- _Entries provided_:
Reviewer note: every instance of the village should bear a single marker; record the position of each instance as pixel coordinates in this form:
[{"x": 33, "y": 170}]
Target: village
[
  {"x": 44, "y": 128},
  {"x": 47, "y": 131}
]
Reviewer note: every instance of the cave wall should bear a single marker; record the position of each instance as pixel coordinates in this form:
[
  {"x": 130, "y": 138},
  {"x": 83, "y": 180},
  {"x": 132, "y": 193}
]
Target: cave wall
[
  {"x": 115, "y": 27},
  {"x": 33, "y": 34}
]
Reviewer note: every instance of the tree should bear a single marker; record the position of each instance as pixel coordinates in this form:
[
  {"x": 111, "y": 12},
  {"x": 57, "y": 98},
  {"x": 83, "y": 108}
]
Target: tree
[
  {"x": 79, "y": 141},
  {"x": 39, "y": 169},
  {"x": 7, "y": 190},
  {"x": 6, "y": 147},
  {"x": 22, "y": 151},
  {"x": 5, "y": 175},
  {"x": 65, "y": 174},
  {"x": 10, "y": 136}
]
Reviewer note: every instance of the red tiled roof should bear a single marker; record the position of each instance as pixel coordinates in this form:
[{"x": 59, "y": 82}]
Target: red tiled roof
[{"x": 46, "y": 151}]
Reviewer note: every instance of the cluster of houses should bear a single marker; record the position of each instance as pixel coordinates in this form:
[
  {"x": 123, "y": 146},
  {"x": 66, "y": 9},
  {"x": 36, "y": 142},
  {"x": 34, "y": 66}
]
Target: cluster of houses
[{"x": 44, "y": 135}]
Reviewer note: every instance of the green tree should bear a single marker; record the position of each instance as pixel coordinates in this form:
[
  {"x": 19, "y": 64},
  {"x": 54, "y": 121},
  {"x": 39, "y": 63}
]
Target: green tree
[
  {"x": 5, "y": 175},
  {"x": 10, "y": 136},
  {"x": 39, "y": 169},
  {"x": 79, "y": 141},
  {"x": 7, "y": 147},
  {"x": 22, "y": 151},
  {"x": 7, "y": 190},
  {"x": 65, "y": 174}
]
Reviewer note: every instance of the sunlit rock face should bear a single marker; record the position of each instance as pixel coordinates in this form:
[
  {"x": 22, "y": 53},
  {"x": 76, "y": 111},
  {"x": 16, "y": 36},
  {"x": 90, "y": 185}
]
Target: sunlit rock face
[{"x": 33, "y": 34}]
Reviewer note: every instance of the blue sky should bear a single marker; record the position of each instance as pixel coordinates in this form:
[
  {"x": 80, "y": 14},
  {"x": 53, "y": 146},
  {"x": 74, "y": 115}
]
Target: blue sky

- _Requirement_: Write out all the entries once more, exactly.

- _Response box_:
Reviewer note: every instance of the village should bear a single marker; record the position of each instance as pixel coordinates in this form:
[{"x": 33, "y": 170}]
Target: village
[
  {"x": 44, "y": 128},
  {"x": 47, "y": 131}
]
Reviewer note: every instance of the cave wall should bear a single marker; record the position of each instance as pixel coordinates in this form:
[
  {"x": 130, "y": 138},
  {"x": 83, "y": 180},
  {"x": 132, "y": 193}
]
Target: cave wall
[
  {"x": 115, "y": 27},
  {"x": 33, "y": 34}
]
Reviewer note: every instance of the tree should bear a single marker; record the position of each instance as pixel coordinates in this form:
[
  {"x": 111, "y": 12},
  {"x": 57, "y": 98},
  {"x": 83, "y": 108}
]
Target: tree
[
  {"x": 79, "y": 141},
  {"x": 39, "y": 169},
  {"x": 7, "y": 190},
  {"x": 6, "y": 147},
  {"x": 22, "y": 151},
  {"x": 5, "y": 175},
  {"x": 65, "y": 174},
  {"x": 10, "y": 136}
]
Reviewer note: every instance of the red tiled roof should bear a single marker; record the position of each instance as pixel coordinates in this form:
[{"x": 59, "y": 82}]
Target: red tiled roof
[{"x": 46, "y": 151}]
Reviewer note: every instance of the cluster of houses should bear a single marker; record the position of each instance as pixel coordinates in this form:
[
  {"x": 123, "y": 146},
  {"x": 66, "y": 9},
  {"x": 36, "y": 142},
  {"x": 34, "y": 66}
]
Target: cluster of houses
[{"x": 44, "y": 135}]
Reviewer note: every instance of the green tree should bear a single marker; record the position of each instance as pixel coordinates in this form:
[
  {"x": 19, "y": 64},
  {"x": 54, "y": 121},
  {"x": 39, "y": 63}
]
Target: green tree
[
  {"x": 5, "y": 175},
  {"x": 10, "y": 136},
  {"x": 39, "y": 169},
  {"x": 79, "y": 141},
  {"x": 7, "y": 147},
  {"x": 22, "y": 151},
  {"x": 7, "y": 190},
  {"x": 65, "y": 174}
]
Reviewer note: every instance of the sunlit rock face should bear a single marker; record the position of each instance as pixel coordinates in this form:
[
  {"x": 22, "y": 53},
  {"x": 76, "y": 111},
  {"x": 16, "y": 36},
  {"x": 90, "y": 185}
]
Target: sunlit rock face
[{"x": 33, "y": 34}]
Reviewer note: every instance of the blue sky should bear a single marker; record the position of each instance as pixel coordinates in this form:
[
  {"x": 80, "y": 14},
  {"x": 53, "y": 146},
  {"x": 74, "y": 115}
]
Target: blue sky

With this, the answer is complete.